=== Begin Enclosure ===

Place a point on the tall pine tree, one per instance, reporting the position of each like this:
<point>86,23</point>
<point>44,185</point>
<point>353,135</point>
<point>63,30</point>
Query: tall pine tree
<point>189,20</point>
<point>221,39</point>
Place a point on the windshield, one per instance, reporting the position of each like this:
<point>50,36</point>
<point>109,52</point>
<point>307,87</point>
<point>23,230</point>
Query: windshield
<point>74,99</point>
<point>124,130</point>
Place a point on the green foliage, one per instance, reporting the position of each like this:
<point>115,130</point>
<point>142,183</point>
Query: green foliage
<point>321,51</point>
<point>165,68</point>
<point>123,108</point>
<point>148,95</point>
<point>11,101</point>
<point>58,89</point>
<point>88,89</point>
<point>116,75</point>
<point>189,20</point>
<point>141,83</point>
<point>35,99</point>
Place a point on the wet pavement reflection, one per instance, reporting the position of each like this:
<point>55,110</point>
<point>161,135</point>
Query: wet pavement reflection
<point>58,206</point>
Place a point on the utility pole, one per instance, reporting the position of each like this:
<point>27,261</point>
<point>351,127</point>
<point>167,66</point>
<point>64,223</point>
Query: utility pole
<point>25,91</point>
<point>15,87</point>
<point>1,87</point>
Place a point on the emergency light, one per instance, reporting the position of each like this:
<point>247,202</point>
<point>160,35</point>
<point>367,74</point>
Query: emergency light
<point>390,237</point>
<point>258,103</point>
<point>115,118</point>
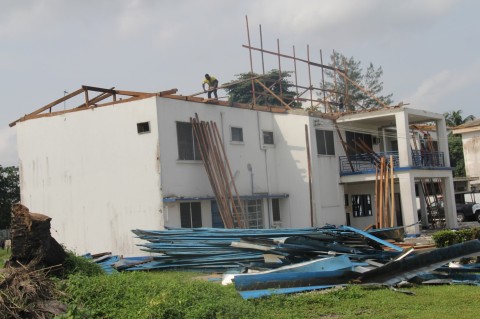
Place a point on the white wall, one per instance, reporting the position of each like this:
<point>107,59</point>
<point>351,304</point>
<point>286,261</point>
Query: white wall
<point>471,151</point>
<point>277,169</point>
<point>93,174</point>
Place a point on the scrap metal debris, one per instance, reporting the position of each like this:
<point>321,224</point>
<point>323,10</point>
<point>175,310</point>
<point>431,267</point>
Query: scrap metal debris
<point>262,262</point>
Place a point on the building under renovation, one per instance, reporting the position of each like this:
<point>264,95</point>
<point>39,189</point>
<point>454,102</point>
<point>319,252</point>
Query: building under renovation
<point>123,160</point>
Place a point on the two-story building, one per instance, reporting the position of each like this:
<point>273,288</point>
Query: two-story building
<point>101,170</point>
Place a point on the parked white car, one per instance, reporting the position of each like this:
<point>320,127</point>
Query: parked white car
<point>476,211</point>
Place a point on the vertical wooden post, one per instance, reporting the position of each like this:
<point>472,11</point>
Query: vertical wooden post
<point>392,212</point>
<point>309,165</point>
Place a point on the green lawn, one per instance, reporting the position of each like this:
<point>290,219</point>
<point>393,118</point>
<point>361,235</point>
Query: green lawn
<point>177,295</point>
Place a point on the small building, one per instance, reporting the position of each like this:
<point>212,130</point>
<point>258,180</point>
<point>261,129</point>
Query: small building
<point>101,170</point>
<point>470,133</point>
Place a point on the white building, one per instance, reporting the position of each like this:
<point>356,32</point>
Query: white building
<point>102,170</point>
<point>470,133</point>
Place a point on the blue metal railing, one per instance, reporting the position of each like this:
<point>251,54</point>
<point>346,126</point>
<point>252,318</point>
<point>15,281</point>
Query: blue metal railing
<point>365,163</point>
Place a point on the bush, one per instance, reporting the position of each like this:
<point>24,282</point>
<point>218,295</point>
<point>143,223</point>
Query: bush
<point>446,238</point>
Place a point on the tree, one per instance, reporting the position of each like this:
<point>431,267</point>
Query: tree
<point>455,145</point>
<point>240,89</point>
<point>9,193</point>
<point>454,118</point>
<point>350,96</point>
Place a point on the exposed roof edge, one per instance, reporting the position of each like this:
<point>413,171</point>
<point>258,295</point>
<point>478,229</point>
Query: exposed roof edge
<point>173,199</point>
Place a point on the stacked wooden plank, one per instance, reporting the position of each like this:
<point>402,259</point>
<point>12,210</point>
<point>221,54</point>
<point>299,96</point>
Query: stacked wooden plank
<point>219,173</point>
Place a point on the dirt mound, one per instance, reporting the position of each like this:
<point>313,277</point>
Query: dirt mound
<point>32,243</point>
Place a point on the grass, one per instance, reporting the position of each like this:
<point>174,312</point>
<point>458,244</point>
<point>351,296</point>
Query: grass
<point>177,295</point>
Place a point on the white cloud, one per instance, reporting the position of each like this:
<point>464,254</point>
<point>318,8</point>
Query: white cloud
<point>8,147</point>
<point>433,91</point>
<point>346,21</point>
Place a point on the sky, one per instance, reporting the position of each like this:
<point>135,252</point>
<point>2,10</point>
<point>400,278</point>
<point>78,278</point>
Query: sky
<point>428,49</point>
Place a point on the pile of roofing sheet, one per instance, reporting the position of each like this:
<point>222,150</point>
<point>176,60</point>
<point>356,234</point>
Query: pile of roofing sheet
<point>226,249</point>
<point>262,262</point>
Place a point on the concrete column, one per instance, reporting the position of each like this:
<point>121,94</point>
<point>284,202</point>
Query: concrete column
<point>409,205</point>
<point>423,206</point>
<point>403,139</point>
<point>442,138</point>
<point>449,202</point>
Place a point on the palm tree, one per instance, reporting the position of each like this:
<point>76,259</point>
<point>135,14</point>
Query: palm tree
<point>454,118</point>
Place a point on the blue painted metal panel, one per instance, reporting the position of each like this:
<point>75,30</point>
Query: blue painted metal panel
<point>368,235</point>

=== End Enclosure ===
=== Begin Enclosure ===

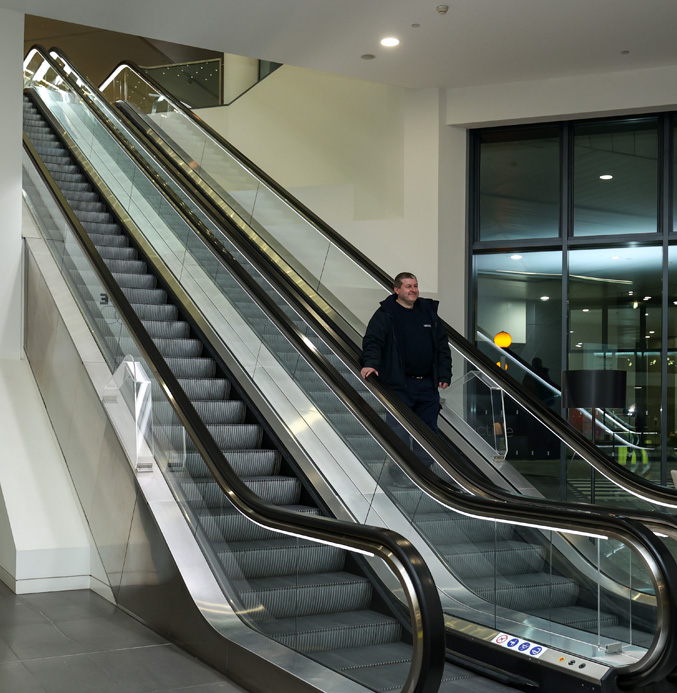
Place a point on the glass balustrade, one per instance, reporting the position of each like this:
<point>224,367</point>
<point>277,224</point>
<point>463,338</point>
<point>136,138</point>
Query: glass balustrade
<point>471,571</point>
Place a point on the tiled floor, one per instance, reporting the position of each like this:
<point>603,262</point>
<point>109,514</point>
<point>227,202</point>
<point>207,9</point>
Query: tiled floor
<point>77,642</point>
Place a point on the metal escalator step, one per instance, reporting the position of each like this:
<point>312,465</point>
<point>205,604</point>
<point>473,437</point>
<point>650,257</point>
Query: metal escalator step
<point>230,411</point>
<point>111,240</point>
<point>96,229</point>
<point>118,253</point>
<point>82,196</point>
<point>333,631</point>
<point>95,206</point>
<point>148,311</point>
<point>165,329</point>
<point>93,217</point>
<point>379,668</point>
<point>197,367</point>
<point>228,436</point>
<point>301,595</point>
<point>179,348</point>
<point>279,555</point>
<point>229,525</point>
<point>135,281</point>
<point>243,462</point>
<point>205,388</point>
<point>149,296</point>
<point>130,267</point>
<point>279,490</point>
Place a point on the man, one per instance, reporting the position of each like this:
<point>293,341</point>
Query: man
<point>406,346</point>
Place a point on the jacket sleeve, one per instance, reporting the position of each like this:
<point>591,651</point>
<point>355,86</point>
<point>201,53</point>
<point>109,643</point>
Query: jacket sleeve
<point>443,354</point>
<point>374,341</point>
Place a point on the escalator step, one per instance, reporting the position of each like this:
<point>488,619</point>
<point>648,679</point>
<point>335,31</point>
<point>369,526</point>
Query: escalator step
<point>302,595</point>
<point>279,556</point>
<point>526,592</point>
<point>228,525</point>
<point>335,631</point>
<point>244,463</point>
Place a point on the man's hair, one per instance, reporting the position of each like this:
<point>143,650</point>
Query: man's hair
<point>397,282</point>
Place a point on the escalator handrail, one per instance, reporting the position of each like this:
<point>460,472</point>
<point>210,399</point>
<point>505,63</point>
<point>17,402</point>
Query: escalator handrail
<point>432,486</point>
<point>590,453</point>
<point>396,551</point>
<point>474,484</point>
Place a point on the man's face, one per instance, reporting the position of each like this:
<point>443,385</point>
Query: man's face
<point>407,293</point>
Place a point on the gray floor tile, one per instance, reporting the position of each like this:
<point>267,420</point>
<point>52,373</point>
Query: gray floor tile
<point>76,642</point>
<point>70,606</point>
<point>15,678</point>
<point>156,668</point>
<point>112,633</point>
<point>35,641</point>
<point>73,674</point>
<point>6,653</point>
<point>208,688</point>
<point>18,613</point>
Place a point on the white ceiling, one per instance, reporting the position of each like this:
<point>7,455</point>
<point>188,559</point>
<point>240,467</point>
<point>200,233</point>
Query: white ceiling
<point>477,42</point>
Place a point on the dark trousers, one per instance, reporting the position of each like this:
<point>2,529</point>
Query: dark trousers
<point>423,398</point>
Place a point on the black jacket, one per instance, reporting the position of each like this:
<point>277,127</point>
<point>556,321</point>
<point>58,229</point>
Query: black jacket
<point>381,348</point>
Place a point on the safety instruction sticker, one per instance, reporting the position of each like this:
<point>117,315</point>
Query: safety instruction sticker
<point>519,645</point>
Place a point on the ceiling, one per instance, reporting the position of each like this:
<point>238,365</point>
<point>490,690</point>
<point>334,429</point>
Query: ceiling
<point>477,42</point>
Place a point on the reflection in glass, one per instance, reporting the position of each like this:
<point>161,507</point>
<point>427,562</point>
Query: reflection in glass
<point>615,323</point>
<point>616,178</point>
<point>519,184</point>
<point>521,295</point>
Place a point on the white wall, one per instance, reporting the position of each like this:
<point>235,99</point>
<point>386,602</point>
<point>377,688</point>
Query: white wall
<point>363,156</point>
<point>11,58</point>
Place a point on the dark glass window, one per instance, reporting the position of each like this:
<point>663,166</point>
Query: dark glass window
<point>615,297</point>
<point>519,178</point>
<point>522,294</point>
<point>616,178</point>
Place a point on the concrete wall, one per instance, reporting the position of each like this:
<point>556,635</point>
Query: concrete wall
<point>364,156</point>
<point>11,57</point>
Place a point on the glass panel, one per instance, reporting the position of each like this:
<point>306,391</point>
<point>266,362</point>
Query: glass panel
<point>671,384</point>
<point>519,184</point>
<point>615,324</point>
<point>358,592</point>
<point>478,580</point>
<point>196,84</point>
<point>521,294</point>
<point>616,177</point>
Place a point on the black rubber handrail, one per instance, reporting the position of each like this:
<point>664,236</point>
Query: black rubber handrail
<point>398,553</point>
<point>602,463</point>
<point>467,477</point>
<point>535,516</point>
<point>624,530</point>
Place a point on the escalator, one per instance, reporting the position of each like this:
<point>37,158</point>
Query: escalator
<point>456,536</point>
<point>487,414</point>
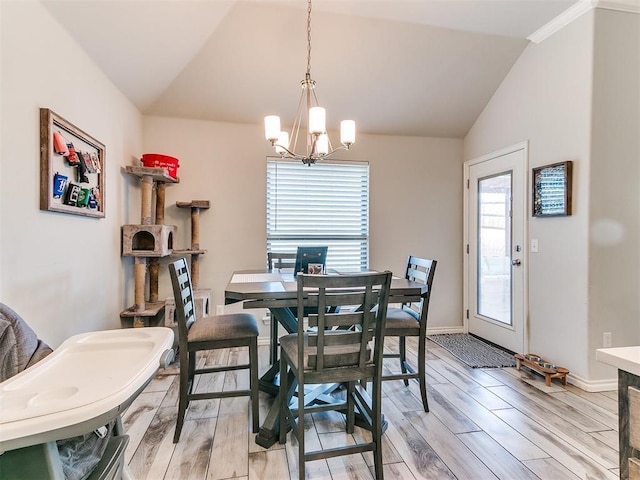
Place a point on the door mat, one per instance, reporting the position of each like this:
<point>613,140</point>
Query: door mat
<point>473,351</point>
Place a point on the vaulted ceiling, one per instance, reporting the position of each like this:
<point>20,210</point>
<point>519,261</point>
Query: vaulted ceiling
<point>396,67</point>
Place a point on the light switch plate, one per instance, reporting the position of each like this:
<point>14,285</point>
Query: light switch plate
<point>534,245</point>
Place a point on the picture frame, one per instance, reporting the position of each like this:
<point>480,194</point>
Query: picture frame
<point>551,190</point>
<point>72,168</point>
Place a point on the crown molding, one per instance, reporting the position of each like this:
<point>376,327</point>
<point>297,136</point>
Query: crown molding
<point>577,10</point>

=== End Enclosure ===
=== Begin Enclosure ===

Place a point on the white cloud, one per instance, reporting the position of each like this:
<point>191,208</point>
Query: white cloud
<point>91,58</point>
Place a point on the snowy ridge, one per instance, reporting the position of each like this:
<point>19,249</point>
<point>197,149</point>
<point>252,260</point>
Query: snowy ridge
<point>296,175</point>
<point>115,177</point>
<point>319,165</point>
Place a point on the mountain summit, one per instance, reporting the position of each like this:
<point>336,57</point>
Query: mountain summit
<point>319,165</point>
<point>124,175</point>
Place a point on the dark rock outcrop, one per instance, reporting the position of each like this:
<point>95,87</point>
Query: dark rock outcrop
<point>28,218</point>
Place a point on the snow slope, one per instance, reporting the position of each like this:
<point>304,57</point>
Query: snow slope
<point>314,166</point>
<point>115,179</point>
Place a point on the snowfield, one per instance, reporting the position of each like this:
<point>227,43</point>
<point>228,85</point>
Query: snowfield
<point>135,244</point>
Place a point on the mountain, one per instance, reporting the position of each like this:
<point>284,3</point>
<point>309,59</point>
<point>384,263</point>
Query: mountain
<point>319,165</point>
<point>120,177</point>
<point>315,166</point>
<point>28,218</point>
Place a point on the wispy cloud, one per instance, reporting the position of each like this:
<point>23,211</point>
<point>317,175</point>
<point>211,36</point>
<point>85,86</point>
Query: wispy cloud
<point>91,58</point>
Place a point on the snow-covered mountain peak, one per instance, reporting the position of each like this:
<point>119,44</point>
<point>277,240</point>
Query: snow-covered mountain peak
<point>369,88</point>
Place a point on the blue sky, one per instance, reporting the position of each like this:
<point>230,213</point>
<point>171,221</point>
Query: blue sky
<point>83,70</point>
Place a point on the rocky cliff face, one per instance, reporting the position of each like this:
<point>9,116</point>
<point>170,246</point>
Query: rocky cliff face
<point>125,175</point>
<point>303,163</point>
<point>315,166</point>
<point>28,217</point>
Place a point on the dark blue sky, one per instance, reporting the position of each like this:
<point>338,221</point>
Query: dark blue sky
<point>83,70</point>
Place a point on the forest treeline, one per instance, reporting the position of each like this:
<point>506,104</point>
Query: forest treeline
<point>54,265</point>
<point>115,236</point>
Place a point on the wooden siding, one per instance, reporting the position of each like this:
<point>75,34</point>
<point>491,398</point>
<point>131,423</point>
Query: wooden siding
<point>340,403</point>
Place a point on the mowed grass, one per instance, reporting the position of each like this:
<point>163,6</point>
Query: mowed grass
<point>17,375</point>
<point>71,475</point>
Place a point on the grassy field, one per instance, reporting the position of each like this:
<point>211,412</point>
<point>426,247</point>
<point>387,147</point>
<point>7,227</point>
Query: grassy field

=== End Enclosure ===

**WHAT IS BEING ASKED:**
Please copy every line in the entries where "grassy" appears.

**RESPONSE FOR THIS EXERCISE:**
Place a point on the grassy field, one per instance, reporting the position of each like this:
Query: grassy field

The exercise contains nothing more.